[Data listing]

————

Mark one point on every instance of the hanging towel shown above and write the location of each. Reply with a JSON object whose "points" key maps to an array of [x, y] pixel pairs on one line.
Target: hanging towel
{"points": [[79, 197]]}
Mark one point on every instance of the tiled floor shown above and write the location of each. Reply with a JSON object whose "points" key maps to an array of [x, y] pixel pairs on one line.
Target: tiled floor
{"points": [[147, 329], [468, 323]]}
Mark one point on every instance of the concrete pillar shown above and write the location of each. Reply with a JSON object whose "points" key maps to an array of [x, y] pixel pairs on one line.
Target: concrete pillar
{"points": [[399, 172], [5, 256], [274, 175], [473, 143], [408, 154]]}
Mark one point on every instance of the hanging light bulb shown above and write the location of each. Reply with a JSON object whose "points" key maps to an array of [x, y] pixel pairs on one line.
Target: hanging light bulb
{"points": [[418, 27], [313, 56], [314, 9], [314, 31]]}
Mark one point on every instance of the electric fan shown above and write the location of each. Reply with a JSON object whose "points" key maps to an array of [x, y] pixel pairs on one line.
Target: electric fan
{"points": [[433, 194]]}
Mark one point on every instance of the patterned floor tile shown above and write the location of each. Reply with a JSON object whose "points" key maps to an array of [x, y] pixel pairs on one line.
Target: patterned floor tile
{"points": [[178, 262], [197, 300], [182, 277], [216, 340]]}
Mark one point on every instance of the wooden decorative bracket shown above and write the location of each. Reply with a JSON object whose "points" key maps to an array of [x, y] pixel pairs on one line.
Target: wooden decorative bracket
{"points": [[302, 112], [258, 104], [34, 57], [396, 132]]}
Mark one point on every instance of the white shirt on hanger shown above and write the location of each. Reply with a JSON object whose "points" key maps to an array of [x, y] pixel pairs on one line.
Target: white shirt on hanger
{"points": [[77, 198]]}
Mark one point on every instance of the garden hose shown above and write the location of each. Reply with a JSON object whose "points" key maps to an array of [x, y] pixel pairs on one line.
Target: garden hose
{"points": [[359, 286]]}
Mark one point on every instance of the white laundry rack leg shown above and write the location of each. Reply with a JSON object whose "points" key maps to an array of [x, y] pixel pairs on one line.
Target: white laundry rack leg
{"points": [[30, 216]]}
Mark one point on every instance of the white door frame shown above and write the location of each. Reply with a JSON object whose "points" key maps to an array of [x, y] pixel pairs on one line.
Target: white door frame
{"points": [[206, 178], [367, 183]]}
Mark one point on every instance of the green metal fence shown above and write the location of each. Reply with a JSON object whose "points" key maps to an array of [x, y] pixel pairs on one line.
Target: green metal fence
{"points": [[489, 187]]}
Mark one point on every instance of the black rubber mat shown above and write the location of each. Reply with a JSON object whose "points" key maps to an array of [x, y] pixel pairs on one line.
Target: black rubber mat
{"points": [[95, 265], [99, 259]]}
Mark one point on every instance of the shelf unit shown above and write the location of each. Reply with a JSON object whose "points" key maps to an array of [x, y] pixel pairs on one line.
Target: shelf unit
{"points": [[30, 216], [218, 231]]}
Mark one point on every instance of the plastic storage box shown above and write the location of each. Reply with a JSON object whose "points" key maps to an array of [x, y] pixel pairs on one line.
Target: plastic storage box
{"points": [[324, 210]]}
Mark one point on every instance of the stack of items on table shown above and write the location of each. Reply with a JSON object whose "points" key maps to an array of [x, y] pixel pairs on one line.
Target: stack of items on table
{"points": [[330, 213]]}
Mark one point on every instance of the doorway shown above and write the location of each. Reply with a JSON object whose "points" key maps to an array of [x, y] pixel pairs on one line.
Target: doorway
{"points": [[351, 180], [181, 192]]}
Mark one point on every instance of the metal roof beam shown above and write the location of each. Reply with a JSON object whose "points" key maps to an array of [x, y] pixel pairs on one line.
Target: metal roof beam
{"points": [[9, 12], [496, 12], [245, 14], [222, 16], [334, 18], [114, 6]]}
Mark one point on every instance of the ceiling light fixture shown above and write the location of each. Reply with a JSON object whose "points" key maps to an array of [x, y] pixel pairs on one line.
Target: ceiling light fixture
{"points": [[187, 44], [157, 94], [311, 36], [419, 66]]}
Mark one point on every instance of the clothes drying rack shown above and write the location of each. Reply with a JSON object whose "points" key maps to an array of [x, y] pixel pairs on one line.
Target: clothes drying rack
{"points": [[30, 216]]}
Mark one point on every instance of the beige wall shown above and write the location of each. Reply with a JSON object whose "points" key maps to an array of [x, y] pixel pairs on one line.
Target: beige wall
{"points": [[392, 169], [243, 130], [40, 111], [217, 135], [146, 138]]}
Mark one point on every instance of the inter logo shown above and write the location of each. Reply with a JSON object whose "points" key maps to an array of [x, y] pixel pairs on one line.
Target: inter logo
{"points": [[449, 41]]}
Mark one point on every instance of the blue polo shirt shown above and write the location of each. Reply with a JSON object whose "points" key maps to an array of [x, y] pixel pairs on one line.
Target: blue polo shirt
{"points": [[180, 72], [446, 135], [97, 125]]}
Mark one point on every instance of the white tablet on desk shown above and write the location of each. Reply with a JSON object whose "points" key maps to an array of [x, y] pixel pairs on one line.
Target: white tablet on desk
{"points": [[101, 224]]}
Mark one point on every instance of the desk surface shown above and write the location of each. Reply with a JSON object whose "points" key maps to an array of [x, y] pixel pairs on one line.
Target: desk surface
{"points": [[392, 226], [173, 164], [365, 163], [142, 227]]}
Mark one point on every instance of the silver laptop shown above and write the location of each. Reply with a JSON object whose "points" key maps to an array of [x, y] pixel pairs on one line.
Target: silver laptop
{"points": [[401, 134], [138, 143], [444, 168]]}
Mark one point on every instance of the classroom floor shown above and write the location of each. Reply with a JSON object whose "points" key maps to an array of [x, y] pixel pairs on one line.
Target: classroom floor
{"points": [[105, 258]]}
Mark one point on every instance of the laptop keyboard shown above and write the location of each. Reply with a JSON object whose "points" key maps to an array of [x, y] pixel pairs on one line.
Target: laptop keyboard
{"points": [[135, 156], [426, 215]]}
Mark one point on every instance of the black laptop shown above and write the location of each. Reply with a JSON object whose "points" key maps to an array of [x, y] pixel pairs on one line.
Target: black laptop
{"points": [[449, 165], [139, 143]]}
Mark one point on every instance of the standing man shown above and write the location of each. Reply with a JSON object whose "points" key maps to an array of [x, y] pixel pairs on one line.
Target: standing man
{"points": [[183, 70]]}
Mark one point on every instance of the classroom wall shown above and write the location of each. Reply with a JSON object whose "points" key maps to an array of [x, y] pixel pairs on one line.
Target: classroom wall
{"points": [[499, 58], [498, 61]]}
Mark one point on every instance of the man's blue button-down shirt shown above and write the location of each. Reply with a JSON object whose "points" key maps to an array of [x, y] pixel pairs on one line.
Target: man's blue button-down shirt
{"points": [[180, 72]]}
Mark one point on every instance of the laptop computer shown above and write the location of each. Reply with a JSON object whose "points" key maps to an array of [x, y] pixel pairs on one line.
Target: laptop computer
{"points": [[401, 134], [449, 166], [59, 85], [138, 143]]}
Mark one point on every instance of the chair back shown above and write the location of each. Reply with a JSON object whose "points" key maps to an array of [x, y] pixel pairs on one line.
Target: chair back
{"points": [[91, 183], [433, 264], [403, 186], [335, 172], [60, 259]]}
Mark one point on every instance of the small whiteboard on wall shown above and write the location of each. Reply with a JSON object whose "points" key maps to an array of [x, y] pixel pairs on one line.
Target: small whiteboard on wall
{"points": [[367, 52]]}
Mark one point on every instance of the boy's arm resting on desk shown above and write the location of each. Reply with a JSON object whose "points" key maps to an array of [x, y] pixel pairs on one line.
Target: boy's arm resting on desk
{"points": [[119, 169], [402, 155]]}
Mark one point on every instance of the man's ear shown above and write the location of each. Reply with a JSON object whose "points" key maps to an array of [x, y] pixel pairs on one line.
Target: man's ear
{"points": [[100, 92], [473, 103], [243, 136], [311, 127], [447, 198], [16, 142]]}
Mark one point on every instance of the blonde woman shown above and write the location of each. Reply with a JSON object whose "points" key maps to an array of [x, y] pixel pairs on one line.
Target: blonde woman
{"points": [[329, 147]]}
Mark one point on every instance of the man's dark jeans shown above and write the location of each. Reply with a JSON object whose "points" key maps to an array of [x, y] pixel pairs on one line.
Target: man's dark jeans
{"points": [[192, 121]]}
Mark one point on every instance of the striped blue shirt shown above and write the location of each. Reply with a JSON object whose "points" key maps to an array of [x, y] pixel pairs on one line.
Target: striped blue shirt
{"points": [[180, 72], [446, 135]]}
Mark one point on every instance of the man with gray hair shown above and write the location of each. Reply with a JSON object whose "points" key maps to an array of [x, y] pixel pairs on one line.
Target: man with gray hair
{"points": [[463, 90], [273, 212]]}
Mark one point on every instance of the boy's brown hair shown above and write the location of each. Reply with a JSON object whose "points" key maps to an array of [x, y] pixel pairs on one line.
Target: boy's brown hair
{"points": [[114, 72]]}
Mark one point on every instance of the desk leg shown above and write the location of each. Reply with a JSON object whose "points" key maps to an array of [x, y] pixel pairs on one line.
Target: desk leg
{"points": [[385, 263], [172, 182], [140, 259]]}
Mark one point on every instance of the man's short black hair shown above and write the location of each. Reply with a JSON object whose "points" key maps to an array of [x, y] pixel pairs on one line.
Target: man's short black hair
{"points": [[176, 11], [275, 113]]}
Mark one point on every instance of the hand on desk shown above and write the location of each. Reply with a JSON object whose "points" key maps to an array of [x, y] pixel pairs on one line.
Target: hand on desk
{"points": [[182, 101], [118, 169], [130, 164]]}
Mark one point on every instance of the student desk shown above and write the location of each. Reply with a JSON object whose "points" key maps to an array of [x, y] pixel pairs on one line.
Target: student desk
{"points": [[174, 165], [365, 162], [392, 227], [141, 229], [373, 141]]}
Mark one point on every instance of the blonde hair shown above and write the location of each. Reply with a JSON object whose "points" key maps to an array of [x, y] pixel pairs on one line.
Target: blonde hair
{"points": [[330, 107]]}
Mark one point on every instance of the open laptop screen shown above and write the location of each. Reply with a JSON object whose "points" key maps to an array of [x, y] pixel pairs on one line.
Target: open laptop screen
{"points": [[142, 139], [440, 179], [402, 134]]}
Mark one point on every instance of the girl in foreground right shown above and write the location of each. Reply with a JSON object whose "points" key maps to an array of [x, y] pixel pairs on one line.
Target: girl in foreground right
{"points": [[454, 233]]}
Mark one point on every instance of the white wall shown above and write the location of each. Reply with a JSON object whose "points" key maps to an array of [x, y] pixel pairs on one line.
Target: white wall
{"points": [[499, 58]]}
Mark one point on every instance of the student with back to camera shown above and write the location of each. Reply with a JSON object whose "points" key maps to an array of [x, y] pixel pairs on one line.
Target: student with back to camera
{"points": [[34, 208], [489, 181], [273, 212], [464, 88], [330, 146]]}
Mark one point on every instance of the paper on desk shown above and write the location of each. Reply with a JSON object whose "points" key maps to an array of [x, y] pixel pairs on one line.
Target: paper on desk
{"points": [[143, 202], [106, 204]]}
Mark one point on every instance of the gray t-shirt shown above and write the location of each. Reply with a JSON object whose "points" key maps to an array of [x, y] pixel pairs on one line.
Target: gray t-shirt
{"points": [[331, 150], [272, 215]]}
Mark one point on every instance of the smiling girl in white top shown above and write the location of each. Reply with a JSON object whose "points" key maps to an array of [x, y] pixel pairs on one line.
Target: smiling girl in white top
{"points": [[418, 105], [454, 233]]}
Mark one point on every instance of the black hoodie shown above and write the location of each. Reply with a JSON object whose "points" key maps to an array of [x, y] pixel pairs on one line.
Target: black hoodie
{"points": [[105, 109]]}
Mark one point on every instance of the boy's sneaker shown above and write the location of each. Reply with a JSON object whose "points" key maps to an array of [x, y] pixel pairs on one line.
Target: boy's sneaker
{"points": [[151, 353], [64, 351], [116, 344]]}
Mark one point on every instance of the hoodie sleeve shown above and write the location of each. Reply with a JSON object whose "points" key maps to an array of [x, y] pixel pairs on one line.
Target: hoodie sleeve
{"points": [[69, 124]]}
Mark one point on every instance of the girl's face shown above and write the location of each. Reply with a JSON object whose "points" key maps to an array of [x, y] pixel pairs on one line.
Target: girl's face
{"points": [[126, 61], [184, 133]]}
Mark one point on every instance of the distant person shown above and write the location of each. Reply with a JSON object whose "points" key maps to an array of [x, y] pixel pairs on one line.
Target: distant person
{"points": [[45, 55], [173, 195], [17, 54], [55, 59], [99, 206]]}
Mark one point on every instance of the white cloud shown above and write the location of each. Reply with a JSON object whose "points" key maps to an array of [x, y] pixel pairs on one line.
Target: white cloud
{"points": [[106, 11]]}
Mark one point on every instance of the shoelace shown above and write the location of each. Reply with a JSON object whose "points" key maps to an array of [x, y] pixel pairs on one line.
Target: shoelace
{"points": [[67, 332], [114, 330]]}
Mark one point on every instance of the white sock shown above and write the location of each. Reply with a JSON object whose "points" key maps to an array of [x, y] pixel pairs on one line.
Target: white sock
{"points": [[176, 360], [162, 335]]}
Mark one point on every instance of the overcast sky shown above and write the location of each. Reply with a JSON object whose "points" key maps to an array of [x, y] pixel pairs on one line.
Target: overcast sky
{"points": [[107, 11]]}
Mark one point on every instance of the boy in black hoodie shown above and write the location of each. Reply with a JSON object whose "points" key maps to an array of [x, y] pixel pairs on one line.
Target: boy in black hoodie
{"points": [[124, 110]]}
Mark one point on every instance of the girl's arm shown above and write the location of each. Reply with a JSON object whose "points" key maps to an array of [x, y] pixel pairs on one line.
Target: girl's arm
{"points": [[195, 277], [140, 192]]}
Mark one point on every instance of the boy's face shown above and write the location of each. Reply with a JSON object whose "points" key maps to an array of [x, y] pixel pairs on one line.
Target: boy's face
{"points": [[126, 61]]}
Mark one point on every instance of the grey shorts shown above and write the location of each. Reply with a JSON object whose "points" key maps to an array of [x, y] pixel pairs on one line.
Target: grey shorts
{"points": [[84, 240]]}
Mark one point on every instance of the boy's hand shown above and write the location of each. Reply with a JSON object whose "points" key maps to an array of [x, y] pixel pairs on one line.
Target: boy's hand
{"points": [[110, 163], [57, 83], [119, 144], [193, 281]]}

————

**EXERCISE DESCRIPTION**
Copy out the records from the line containing "Mark one point on every instance of the grey" through the end, substituting "child's hand" for every occurrence of "boy's hand" and keeping everything else unchanged.

**EXERCISE RESPONSE**
Mark one point on every instance of the grey shorts shown above and write the location of each. Reply with a JSON object whose "points" key maps to an array of [x, y] pixel pairs on one line.
Target: grey shorts
{"points": [[84, 240]]}
Mark one point on every instance of the child's hand shown above and write the location of each. Reply with a JSON object whose "points" key maps to an array of [x, y] pixel pairs on one line.
Target: child's hand
{"points": [[110, 163], [57, 83], [119, 144], [193, 281]]}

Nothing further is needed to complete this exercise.